_Records_:
— start —

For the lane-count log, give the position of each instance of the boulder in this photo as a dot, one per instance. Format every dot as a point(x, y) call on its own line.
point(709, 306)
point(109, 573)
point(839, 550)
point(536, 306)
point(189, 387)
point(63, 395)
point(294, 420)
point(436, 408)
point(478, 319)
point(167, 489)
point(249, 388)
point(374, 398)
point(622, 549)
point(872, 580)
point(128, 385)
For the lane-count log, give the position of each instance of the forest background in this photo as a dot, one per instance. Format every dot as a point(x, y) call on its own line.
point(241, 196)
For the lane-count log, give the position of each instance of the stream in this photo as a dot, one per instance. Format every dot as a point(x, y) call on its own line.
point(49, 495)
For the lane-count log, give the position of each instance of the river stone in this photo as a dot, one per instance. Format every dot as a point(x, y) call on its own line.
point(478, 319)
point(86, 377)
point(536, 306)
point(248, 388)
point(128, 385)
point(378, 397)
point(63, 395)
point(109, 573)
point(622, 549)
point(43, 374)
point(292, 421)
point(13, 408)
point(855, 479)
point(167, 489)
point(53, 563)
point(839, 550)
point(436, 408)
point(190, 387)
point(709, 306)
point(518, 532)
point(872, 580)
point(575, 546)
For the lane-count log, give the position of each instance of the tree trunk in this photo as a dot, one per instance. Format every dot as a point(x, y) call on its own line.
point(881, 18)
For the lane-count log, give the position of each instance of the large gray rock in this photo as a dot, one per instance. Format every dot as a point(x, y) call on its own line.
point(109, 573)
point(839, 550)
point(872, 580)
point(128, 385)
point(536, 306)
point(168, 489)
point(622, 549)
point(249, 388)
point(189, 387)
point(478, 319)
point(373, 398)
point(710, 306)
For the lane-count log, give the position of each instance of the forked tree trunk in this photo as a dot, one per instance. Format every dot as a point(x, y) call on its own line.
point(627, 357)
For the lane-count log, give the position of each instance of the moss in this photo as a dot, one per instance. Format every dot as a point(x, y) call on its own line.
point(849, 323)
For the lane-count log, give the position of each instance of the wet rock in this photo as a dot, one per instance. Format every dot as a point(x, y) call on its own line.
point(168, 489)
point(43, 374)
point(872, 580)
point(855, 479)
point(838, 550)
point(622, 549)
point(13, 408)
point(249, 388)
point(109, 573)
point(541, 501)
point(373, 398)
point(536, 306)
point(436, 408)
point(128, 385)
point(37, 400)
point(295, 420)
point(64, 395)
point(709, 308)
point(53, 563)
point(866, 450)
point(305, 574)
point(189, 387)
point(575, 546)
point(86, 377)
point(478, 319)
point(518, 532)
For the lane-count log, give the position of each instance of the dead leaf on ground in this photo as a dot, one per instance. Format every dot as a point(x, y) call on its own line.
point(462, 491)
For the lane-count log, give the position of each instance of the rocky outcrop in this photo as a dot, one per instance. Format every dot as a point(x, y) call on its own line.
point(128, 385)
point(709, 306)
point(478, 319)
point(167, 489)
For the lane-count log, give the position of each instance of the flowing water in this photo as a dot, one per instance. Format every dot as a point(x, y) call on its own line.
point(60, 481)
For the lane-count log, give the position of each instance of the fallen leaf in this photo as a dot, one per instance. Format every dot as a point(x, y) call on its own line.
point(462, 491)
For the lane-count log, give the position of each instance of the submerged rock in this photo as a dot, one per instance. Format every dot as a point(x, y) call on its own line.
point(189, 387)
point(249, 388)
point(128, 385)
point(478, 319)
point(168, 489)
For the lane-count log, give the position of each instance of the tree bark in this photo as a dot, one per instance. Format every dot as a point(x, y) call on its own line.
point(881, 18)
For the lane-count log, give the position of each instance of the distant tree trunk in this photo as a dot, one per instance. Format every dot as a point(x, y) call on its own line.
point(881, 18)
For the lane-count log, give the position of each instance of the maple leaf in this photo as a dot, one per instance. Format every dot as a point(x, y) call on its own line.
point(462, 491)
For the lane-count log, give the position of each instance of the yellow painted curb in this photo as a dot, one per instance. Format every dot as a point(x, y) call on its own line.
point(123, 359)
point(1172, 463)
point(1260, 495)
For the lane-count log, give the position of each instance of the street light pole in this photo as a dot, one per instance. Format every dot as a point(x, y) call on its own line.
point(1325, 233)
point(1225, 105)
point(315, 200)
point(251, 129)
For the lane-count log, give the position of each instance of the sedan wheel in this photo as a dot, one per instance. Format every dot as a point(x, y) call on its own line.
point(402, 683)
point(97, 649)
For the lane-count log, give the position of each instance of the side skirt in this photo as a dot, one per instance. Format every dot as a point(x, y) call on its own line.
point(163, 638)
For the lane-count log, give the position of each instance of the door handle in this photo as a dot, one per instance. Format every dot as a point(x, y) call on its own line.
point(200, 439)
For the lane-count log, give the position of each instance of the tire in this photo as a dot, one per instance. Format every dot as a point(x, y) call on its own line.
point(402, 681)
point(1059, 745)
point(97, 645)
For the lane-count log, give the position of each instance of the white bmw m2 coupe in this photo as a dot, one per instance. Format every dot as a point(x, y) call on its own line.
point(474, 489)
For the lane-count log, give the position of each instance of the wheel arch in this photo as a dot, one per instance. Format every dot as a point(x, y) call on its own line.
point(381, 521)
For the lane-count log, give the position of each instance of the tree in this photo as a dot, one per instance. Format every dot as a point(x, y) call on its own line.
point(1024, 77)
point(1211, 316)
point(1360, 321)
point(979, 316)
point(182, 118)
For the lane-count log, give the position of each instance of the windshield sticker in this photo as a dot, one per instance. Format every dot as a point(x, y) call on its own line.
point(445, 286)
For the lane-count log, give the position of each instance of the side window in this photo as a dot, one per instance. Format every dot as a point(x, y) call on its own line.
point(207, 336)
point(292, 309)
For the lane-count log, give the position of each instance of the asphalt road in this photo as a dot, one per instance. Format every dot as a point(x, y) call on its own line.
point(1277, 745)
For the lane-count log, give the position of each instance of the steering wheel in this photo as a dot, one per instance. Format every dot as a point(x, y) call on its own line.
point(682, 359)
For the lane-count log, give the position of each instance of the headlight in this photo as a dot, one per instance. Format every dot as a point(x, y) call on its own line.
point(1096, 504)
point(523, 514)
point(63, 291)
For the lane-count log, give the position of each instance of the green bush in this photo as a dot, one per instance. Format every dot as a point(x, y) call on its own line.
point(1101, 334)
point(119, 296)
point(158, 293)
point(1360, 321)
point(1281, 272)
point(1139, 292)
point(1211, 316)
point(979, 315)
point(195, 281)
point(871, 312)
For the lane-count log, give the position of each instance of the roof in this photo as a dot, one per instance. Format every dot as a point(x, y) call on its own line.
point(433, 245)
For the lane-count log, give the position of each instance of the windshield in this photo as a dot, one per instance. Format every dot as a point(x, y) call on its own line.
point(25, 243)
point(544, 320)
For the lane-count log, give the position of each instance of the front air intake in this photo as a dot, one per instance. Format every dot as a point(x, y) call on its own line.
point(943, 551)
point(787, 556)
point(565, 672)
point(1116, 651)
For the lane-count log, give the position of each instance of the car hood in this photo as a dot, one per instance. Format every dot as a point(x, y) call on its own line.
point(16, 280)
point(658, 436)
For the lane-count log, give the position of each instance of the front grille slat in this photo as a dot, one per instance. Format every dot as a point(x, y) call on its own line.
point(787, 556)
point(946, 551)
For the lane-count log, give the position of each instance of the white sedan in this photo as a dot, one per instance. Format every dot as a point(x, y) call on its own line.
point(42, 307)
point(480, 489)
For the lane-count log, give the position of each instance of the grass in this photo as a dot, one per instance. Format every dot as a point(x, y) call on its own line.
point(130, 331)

— end —

_Instructions to follow_: Rewrite the data from the line containing "of the grass" through the end of the data, inclusive, replacing "lane-count log" with "traffic survey" and leaving everything else unchanged.

_Correct output_:
For the traffic survey, give the position of each instance of the grass in this photo as a dot, one per instance. Format every dot as a point(x, y) call on its own line.
point(130, 331)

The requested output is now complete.